(Saved data entries)
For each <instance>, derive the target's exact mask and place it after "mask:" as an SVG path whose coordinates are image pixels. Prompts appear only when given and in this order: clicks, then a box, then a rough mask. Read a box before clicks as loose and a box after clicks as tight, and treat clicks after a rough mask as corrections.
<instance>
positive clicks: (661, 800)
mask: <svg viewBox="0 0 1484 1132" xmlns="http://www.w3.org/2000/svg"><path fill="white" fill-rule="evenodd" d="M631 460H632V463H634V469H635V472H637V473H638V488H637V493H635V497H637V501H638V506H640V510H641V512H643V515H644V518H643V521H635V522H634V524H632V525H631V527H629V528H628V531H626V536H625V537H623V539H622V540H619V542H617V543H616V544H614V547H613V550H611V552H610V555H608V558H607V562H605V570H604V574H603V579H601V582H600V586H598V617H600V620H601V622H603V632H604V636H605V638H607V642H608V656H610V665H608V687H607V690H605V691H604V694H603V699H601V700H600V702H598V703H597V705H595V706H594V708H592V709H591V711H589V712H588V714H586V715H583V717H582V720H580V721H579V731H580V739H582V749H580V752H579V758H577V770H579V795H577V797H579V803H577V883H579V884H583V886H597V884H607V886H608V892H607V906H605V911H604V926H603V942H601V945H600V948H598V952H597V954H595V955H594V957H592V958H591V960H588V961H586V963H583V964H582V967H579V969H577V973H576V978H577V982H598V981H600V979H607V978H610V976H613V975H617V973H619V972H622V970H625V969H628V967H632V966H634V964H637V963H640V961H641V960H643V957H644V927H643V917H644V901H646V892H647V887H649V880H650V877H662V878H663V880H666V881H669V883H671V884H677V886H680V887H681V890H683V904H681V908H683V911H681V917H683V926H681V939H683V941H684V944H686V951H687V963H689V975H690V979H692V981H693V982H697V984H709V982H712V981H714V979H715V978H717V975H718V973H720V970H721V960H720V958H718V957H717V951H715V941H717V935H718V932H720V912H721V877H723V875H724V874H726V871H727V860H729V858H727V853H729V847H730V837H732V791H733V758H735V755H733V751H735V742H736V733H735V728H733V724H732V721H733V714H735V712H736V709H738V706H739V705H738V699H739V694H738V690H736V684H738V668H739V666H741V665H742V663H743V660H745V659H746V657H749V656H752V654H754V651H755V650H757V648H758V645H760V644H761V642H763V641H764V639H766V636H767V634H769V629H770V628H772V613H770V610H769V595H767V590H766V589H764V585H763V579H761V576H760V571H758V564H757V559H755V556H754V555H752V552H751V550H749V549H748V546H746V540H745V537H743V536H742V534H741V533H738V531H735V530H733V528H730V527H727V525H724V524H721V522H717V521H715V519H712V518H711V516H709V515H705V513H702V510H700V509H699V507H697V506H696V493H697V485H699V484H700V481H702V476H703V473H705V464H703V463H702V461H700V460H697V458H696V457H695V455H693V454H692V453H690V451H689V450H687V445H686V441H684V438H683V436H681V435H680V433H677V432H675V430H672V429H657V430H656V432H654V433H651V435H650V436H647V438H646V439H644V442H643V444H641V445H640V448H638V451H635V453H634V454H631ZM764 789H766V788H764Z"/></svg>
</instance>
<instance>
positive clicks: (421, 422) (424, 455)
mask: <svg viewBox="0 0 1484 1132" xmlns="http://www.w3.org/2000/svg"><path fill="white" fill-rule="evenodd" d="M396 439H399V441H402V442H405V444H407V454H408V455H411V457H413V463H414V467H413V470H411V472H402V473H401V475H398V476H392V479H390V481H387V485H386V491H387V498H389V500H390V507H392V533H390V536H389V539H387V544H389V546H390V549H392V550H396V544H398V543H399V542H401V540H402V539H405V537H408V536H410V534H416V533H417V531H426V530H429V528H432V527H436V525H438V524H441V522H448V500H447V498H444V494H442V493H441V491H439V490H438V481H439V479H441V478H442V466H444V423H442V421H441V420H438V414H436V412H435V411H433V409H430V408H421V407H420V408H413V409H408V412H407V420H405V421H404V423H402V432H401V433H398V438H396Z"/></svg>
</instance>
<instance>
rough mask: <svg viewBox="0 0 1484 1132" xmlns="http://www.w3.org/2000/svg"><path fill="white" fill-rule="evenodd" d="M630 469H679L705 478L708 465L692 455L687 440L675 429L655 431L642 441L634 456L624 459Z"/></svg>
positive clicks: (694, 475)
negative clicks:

#### EXERCISE BRIEF:
Look at the entries above. Then set all of them down again exactly.

#### ANSWER TO THIS TASK:
For each <instance>, derive the target's exact mask and place it after "mask:" as an SVG path whose coordinates are image pixels. Prompts appear only when given and in this order: clicks, then a box, then a rough mask. Read a box before clicks as loose and a box after clicks as tight, and treat clicks after a rough mask as corrections.
<instance>
positive clicks: (661, 800)
mask: <svg viewBox="0 0 1484 1132" xmlns="http://www.w3.org/2000/svg"><path fill="white" fill-rule="evenodd" d="M631 460H632V463H634V469H635V472H637V473H638V488H637V493H635V497H637V501H638V506H640V510H641V512H643V515H644V518H643V521H635V522H634V524H632V525H631V527H629V528H628V531H626V536H625V537H623V539H622V540H619V542H617V543H616V544H614V547H613V550H611V552H610V555H608V558H607V562H605V570H604V574H603V579H601V582H600V586H598V617H600V620H601V622H603V632H604V636H605V638H607V642H608V656H610V665H608V687H607V690H605V691H604V694H603V699H601V700H600V702H598V703H597V705H595V706H594V708H592V709H591V711H589V712H588V714H586V715H583V717H582V720H580V721H579V731H580V739H582V749H580V752H579V758H577V770H579V795H577V797H579V803H577V883H579V884H583V886H597V884H607V886H608V892H607V906H605V911H604V926H603V942H601V945H600V948H598V952H597V954H595V955H594V957H592V958H591V960H588V961H586V963H583V964H582V967H579V969H577V973H576V978H577V982H598V981H600V979H607V978H610V976H613V975H617V973H619V972H622V970H625V969H628V967H632V966H634V964H637V963H640V961H641V960H643V957H644V927H643V917H644V901H646V892H647V887H649V880H650V877H662V878H663V880H666V881H669V883H671V884H677V886H680V887H681V890H683V904H681V908H683V911H681V917H683V926H681V939H683V941H684V944H686V951H687V963H689V975H690V979H692V981H693V982H697V984H709V982H712V981H714V979H715V978H717V975H718V973H720V970H721V960H720V958H718V957H717V951H715V941H717V935H718V932H720V912H721V877H723V875H724V874H726V871H727V860H729V858H727V853H729V847H730V837H732V791H733V758H735V755H733V751H735V742H736V733H735V728H733V724H732V721H733V714H735V712H736V709H738V706H739V705H738V699H739V694H738V690H736V684H738V668H739V666H741V665H742V663H743V660H745V659H746V657H749V656H752V654H754V651H755V650H757V648H758V645H760V644H761V642H763V641H764V639H766V636H767V634H769V629H770V628H772V613H770V610H769V595H767V590H766V589H764V585H763V579H761V576H760V571H758V564H757V559H755V556H754V555H752V552H751V550H749V549H748V546H746V540H745V537H743V536H742V534H741V533H738V531H735V530H733V528H730V527H727V525H724V524H721V522H717V521H715V519H712V518H711V516H709V515H705V513H702V510H700V509H699V507H697V506H696V493H697V485H699V484H700V481H702V476H703V473H705V464H703V463H702V461H700V460H697V458H696V457H695V455H693V454H692V453H690V451H689V450H687V445H686V441H684V438H683V436H681V435H680V433H677V432H675V430H672V429H657V430H656V432H654V433H651V435H650V436H647V438H646V439H644V442H643V444H641V445H640V448H638V451H635V453H634V454H631ZM764 789H766V788H764Z"/></svg>
</instance>
<instance>
positive clicks: (421, 422) (424, 455)
mask: <svg viewBox="0 0 1484 1132" xmlns="http://www.w3.org/2000/svg"><path fill="white" fill-rule="evenodd" d="M396 439H399V441H402V442H405V444H407V454H408V455H411V457H413V463H414V467H413V470H411V472H402V473H401V475H398V476H392V479H390V481H387V485H386V491H387V498H389V500H390V507H392V533H390V536H389V539H387V544H389V546H390V549H392V550H396V544H398V543H399V542H401V540H402V539H405V537H408V536H410V534H416V533H417V531H426V530H429V528H432V527H436V525H438V524H441V522H448V500H447V498H444V494H442V493H441V491H439V490H438V481H439V479H441V478H442V466H444V423H442V421H441V420H438V414H436V412H435V411H433V409H430V408H421V407H420V408H413V409H408V412H407V420H405V421H404V423H402V432H401V433H398V438H396Z"/></svg>
</instance>
<instance>
rough mask: <svg viewBox="0 0 1484 1132" xmlns="http://www.w3.org/2000/svg"><path fill="white" fill-rule="evenodd" d="M630 469H679L705 478L708 465L692 455L687 440L675 429L655 431L642 441L634 456L624 459Z"/></svg>
positive clicks: (694, 475)
negative clicks:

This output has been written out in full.